● Challenge: Everything from the line containing "the dog's ear" to the last line of the records must be returned verbatim; nothing else belongs in the output.
-- Begin --
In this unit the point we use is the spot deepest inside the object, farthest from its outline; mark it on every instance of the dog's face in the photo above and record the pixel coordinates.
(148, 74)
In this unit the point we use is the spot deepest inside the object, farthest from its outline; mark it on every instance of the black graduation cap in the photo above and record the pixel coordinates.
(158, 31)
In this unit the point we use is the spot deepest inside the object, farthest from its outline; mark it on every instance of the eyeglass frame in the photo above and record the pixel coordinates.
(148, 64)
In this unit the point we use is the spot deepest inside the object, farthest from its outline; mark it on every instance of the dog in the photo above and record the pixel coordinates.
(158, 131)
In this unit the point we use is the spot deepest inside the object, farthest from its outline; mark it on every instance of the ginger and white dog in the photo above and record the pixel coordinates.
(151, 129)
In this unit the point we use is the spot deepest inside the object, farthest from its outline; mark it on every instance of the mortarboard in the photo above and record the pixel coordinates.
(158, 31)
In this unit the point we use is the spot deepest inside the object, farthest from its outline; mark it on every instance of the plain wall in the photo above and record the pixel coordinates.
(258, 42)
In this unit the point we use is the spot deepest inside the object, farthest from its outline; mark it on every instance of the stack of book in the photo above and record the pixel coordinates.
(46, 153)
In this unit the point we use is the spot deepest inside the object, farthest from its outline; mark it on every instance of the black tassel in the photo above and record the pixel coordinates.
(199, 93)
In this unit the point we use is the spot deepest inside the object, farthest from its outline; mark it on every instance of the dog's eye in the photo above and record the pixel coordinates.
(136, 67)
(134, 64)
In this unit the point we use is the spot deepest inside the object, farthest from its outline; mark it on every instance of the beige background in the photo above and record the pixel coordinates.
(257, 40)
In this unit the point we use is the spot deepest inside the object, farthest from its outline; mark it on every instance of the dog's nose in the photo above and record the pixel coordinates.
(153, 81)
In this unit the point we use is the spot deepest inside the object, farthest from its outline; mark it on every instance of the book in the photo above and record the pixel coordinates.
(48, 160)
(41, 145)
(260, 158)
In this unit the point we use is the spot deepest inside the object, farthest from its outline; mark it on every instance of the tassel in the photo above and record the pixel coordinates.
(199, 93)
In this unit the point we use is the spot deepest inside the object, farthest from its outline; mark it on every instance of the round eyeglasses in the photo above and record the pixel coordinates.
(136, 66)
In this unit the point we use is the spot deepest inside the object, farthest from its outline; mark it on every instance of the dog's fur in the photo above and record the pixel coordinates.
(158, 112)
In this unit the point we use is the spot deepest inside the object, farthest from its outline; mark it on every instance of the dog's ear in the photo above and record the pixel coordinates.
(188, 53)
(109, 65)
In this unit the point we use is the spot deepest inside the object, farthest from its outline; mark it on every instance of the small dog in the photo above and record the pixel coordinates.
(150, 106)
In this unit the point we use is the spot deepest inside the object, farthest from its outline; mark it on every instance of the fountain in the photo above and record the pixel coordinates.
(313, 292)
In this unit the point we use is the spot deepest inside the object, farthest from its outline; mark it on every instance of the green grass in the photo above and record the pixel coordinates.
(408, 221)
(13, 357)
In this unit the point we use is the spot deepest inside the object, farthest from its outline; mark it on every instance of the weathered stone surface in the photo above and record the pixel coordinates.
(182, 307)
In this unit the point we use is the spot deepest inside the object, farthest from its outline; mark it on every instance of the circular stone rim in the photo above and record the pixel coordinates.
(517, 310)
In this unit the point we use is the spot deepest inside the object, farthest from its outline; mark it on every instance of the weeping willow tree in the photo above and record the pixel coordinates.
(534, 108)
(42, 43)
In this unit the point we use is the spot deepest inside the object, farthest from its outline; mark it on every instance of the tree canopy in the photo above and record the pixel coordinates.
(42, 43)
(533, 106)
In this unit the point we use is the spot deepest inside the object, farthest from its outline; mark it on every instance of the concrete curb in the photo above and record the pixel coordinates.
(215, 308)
-- End --
● Answer to this task:
In this unit the point we use is the spot deepest inside the object, farthest from its outline; mark it on every instance of the dog's ear in the photo above and record the pixel coordinates.
(188, 53)
(109, 65)
In this unit the point we use is the spot deepest inside the object, farthest from its outline; mark it on every instance of the small dog in the photo above and record the pixel coordinates.
(150, 106)
In this unit the point we use is the spot deepest inside the object, farthest from its outline; mark it on every instance of the fountain in the photo above and record the pixel coordinates.
(313, 292)
In this unit the point we use is the spot deepest inside the object, farthest from its outline; mark it on every instance of the green grass in the photo above and record the pixel coordinates.
(408, 221)
(13, 357)
In this unit the point we use is the spot deepest inside the object, farthest from its outline; mark it on every instance of the weathered stone surface in the photo above and record the pixel coordinates.
(182, 307)
In this unit the point we use is the spot deepest inside the object, farthest from its outline; mark it on every instance of the circular stone rim in the photo above and record the pixel coordinates.
(517, 310)
In this unit the point we use is the spot deepest inside the object, farthest from its outline; mark it on every instance of the weeping willow tree in the photo above and record the pixel coordinates.
(534, 108)
(42, 43)
In this unit the point we use is the spot deepest inside the object, farthest from its outline; mark it on every instance of the tree canopy in the photo above and record the pixel coordinates.
(42, 43)
(533, 106)
In this unit the point we use is the spot deepest inside the object, farthest from its outline; mark it on every instance of the concrete curb in the photo above and record the pixel coordinates.
(215, 308)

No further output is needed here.